What this task involves:
From the material below, copy every line that contains the string "clicks".

[Source records]
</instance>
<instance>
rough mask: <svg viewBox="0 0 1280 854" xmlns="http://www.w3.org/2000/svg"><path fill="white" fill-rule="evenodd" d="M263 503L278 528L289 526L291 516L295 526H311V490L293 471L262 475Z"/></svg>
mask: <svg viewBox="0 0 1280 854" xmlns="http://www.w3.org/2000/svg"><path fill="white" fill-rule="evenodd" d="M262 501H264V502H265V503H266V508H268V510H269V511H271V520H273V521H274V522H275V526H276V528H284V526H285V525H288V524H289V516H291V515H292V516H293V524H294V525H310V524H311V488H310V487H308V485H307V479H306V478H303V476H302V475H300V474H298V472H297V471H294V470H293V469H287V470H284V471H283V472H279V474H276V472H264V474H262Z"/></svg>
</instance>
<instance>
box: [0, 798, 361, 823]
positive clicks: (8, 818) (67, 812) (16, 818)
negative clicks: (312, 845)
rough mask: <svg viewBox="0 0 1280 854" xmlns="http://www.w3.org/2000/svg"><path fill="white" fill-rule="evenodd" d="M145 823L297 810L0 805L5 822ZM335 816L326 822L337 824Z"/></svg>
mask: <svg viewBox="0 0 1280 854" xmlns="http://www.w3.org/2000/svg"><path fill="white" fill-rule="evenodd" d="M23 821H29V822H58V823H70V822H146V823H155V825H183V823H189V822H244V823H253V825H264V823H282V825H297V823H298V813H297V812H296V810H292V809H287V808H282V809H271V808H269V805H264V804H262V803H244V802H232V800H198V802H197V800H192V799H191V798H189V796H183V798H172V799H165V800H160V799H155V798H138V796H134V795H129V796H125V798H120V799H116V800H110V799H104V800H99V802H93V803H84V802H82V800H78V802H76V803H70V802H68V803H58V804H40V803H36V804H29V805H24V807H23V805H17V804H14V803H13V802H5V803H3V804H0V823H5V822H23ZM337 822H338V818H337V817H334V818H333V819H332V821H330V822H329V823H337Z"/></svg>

Answer below:
positive clicks: (8, 818) (67, 812) (16, 818)
negative clicks: (312, 845)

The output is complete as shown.